■ Problem requirements ■
Scan the entries that follow for the word "blue", then report every line in which it appears.

[Dataset items]
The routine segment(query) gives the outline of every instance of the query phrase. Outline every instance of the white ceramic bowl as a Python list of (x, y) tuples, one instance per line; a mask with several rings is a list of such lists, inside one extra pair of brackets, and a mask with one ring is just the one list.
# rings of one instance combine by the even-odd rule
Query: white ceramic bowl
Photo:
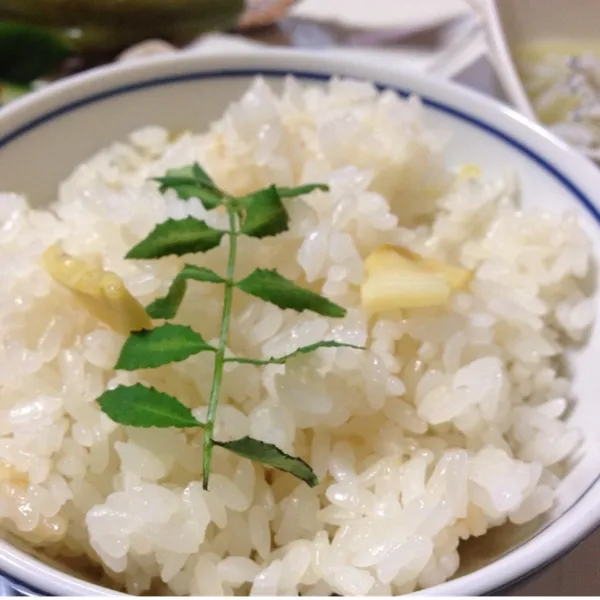
[[(514, 62), (524, 44), (546, 40), (578, 42), (598, 35), (596, 0), (470, 0), (481, 13), (490, 55), (508, 100), (530, 119), (536, 119)], [(582, 151), (585, 152), (585, 149)], [(589, 156), (598, 160), (598, 152)]]
[[(347, 75), (420, 95), (430, 123), (454, 134), (450, 163), (476, 162), (492, 172), (513, 167), (524, 204), (577, 211), (600, 256), (600, 172), (541, 127), (449, 83), (283, 50), (178, 55), (109, 67), (26, 97), (0, 111), (0, 187), (25, 191), (33, 203), (47, 204), (74, 165), (130, 130), (146, 124), (203, 129), (255, 75), (280, 83), (288, 73), (313, 84), (333, 74)], [(423, 594), (497, 593), (553, 561), (600, 524), (599, 348), (597, 327), (589, 343), (569, 357), (578, 398), (570, 419), (586, 441), (560, 485), (552, 514), (534, 532), (499, 530), (479, 546), (477, 560), (465, 558), (466, 574)], [(0, 571), (21, 589), (45, 595), (114, 594), (43, 564), (7, 540), (0, 541)]]

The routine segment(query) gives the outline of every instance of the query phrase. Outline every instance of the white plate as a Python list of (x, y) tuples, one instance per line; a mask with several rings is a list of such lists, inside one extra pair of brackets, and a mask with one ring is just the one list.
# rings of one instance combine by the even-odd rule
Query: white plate
[[(382, 6), (374, 8), (363, 0), (324, 3), (307, 0), (293, 7), (290, 18), (279, 23), (278, 33), (273, 28), (248, 35), (209, 33), (182, 51), (278, 52), (283, 42), (289, 48), (428, 72), (448, 79), (486, 54), (479, 18), (467, 0), (428, 0), (419, 4), (375, 0), (375, 3)], [(164, 42), (148, 40), (128, 49), (122, 59), (137, 60), (176, 51)]]
[(301, 0), (290, 14), (361, 29), (423, 29), (462, 17), (469, 11), (466, 0)]
[[(99, 148), (149, 123), (174, 130), (203, 129), (257, 73), (276, 84), (286, 73), (317, 84), (332, 74), (349, 75), (421, 95), (430, 124), (454, 134), (448, 148), (450, 163), (477, 162), (492, 172), (510, 165), (521, 181), (524, 204), (575, 210), (595, 256), (600, 256), (600, 172), (564, 143), (469, 90), (398, 69), (313, 53), (177, 55), (88, 72), (25, 97), (0, 112), (2, 188), (25, 191), (37, 204), (46, 204), (73, 166)], [(579, 462), (559, 488), (553, 521), (521, 546), (505, 548), (510, 552), (492, 564), (425, 594), (497, 591), (600, 525), (599, 350), (596, 327), (589, 344), (570, 356), (578, 397), (571, 420), (583, 430), (586, 442)], [(109, 593), (43, 566), (7, 541), (0, 542), (0, 571), (49, 594)]]

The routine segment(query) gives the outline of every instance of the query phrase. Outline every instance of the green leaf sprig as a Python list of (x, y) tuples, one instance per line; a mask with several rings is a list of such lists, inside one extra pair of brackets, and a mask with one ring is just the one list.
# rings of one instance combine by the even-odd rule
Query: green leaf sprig
[(317, 485), (317, 476), (308, 464), (298, 457), (287, 455), (275, 445), (248, 436), (221, 442), (214, 439), (213, 433), (225, 363), (236, 362), (258, 366), (284, 364), (294, 356), (308, 354), (320, 348), (362, 349), (350, 344), (323, 340), (298, 348), (285, 356), (268, 359), (225, 356), (233, 292), (236, 289), (282, 309), (293, 309), (297, 312), (309, 310), (335, 318), (346, 315), (346, 310), (341, 306), (315, 292), (297, 286), (275, 270), (257, 268), (244, 279), (235, 278), (238, 238), (240, 236), (263, 238), (287, 231), (289, 215), (282, 199), (309, 194), (314, 190), (327, 190), (327, 186), (304, 185), (297, 188), (270, 186), (247, 196), (233, 197), (219, 189), (198, 164), (171, 169), (156, 181), (160, 184), (160, 191), (163, 193), (174, 190), (183, 200), (198, 198), (207, 210), (224, 208), (228, 216), (228, 229), (214, 229), (194, 217), (181, 220), (169, 219), (157, 225), (144, 240), (134, 246), (128, 252), (127, 258), (148, 260), (169, 255), (183, 256), (207, 252), (219, 246), (225, 237), (229, 240), (229, 254), (225, 275), (218, 275), (206, 267), (186, 264), (173, 279), (167, 294), (147, 306), (146, 311), (153, 319), (172, 319), (177, 315), (189, 281), (223, 285), (225, 290), (219, 341), (216, 346), (209, 344), (191, 327), (166, 322), (154, 329), (133, 332), (123, 345), (115, 368), (127, 371), (153, 369), (186, 360), (201, 352), (213, 353), (213, 378), (206, 422), (198, 421), (191, 409), (177, 398), (142, 384), (120, 385), (104, 392), (98, 398), (102, 411), (113, 421), (131, 427), (202, 428), (204, 430), (202, 465), (204, 489), (208, 489), (212, 452), (215, 446), (290, 473), (311, 487)]

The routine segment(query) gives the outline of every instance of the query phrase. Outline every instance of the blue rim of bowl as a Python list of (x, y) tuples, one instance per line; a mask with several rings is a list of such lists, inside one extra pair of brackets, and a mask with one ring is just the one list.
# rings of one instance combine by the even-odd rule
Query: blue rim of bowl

■ Answer to this task ■
The routine segment(query) gives the outline of every instance of the query phrase. Outline every instance of the blue rim of bowl as a Python list of (x, y) tuples, one instance per line; a mask with several rings is a list of such lists, inside one extra pair of brackets, and a mask with one ring is just the one list.
Query: blue rim of bowl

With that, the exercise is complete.